Polls have showed mixed support, and critics question whether such a policy would even work. A 5.2 percent tax on soft drinks, already levied in several states, reduces consumption only enough to shave three ounces from a 279-pound frame, according to a paper in The New England Journal of Medicine.

And, of course, simply taxing junk foods won't solve the widespread health problems, like diabetes and high blood pressure, that are caused, in part, by poor diet and sedentary lifestyles.

Researchers behind a new study in the Archives of Internal Medicine note that shortcoming, but still conclude that a tax on soda and pizza alone could be enough to trim five pounds off the average American body.

The group analyzed the food intake of more than 5,000 adults between 1985 and 2006. They used ongoing inflation of food costs to extrapolate how taxes might alter decisions about consumption.

An 18 percent tax, they determined, would be enough to make a serious dent in our diets.

"Our findings suggest that national, state or local policies to alter the price of less healthful foods and beverages may be one possible mechanism for steering U.S. adults toward a more healthful diet," the study's authors wrote.

Already, a handful of health organizations are behind the idea. The World Health Organization, the U.S. Centers for Disease Control and Prevention and the American Heart Association have expressed support for food taxes as well as increased subsidies for nutritious foods.

Of course, the real-life effect of a tax like the one hypothesized in the study can't be evaluated until implemented. But an initiative already ongoing in American high schools has demonstrated that limited access can have health benefits.

Since 2006, the American Beverage Association has slashed shipments of full-sized soft drinks to high schools by 95 percent, as part of an agreement with the American Heart Association and the William J. Clinton Foundation.
* * * * * * * * *
### ACTIVITY LIST
(1) Rewrite the food tax article from "Already, a handful" up to and including "for nutritious foods.", substituting "soda taxes" for "food taxes".
(2) According to the food tax article, what size of tax did the researchers find would make a serious dent in American diets?
The data after this point is separate from the food tax article.

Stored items
* * * * * * * * *
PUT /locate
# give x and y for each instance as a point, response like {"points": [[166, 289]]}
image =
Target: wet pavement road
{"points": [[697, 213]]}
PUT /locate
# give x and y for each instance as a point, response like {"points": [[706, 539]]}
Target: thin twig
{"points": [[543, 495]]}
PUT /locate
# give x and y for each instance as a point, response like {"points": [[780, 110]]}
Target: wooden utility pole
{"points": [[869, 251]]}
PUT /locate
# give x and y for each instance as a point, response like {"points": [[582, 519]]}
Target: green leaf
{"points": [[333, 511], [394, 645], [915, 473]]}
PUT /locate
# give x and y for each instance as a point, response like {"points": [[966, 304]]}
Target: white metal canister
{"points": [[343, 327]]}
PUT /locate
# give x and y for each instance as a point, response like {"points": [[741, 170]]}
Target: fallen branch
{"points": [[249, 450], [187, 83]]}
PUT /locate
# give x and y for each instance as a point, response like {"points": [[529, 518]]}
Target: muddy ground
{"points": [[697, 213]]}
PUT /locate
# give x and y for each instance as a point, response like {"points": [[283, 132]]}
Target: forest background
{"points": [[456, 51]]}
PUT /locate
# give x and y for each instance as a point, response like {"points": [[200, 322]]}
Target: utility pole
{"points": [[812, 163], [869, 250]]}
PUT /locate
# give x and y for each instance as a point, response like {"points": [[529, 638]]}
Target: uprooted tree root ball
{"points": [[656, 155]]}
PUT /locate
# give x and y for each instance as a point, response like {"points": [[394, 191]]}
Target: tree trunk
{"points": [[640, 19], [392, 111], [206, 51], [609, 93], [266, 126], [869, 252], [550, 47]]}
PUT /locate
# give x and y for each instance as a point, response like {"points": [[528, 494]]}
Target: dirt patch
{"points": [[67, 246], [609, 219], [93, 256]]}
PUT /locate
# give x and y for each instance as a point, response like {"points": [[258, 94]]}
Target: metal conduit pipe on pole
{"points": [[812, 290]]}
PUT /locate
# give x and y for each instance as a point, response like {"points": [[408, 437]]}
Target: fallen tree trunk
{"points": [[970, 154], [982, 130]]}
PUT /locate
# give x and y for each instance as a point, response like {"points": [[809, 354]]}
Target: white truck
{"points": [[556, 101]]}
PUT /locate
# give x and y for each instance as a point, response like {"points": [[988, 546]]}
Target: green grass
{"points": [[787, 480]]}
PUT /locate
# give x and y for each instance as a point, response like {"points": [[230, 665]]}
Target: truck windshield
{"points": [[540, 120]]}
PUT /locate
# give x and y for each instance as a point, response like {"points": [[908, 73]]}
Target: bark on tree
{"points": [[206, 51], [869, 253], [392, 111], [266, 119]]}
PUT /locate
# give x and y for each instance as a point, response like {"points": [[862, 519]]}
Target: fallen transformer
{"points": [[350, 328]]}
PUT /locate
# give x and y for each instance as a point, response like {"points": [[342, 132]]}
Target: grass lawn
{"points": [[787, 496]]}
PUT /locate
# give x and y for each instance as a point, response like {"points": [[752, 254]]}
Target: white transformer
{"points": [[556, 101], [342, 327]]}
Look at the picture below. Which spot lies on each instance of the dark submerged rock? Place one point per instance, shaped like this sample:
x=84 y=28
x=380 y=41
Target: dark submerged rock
* * * * * * * * *
### WRITTEN RESPONSES
(1)
Already, a handful of health organizations are behind the idea. The World Health Organization, the U.S. Centers for Disease Control and Prevention and the American Heart Association have expressed support for soda taxes as well as increased subsidies for nutritious foods.

(2) An 18 percent tax.